Exercise prompt – Beneath this task are records; count how many lines include the string "road" and answer with that number alone.

Supplied records –
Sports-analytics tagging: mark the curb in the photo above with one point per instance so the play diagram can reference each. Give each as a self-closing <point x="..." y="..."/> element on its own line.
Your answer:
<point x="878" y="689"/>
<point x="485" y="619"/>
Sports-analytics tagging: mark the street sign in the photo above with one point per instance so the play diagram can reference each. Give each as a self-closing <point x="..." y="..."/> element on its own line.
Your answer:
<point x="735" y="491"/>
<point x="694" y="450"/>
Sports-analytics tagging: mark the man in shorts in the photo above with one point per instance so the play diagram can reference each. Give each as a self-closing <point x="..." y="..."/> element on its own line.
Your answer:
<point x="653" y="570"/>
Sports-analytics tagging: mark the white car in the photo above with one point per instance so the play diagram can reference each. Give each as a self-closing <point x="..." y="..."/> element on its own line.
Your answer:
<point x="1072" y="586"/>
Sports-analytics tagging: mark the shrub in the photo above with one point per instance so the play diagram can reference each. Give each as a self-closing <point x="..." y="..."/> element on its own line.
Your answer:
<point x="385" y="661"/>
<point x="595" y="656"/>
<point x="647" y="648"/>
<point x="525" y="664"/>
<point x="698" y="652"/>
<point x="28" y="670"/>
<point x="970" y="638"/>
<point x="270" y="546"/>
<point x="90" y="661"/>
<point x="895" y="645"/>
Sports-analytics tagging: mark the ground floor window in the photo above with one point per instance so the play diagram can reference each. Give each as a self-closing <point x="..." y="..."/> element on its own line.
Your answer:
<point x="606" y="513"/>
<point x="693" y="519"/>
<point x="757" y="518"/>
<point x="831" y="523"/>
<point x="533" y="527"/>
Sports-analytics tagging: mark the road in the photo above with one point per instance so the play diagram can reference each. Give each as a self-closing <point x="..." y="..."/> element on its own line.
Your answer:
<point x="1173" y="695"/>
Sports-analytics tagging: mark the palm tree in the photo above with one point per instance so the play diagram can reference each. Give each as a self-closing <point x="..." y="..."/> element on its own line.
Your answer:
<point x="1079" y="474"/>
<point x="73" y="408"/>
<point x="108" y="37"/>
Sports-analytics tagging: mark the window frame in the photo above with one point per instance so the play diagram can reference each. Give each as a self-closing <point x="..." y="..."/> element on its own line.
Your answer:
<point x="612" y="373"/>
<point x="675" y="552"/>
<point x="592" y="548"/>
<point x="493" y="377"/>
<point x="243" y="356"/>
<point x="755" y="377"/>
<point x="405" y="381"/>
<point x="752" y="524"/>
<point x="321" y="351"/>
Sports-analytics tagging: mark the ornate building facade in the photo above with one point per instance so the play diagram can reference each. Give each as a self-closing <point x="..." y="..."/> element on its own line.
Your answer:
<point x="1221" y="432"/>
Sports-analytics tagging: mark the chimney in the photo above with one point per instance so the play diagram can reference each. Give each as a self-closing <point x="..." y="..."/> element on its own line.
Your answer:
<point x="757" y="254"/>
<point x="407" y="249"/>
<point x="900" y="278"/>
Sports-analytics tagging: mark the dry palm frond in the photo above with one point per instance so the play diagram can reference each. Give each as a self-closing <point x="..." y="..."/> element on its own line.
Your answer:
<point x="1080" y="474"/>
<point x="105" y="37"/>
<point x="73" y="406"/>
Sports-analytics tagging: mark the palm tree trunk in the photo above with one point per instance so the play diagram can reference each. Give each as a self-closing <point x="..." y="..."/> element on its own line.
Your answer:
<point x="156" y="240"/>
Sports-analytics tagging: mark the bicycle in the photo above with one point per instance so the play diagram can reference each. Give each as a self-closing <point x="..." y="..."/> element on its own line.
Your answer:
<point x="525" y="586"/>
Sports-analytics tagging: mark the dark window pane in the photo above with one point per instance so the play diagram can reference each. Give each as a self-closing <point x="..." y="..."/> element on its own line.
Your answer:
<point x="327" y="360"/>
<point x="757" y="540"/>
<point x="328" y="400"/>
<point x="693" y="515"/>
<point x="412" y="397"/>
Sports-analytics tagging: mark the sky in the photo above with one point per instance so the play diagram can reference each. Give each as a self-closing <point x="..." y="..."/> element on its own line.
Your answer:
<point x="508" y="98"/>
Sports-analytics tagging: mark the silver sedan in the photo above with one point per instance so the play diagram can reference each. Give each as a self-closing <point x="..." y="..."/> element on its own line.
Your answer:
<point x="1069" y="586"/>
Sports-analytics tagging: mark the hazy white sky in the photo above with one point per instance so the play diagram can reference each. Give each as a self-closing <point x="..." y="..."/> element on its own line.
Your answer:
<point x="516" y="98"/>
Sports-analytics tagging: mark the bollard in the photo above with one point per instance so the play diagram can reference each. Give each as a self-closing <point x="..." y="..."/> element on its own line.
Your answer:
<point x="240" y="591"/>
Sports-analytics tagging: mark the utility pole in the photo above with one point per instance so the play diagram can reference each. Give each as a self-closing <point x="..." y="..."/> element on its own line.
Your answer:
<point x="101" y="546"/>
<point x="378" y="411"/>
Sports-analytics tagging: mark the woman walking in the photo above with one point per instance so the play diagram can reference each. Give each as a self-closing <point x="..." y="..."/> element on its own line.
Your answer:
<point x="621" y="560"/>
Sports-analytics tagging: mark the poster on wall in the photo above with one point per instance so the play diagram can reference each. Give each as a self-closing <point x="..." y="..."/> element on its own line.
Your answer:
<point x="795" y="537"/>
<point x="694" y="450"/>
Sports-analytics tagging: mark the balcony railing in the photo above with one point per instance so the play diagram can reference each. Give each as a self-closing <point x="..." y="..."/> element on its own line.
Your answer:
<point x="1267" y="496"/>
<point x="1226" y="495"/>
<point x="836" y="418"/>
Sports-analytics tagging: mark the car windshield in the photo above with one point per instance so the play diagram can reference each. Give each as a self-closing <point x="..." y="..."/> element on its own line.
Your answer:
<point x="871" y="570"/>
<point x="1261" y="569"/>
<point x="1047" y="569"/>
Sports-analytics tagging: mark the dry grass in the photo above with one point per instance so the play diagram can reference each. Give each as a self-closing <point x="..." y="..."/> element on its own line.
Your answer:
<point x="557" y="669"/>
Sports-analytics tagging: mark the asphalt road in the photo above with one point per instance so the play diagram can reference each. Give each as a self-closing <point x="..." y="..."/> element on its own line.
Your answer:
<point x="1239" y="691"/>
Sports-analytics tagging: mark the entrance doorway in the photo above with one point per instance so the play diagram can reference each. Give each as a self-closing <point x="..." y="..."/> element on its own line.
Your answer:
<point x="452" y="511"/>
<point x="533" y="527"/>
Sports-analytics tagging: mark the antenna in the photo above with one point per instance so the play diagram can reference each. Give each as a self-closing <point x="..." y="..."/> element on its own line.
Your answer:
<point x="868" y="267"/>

Answer box – 2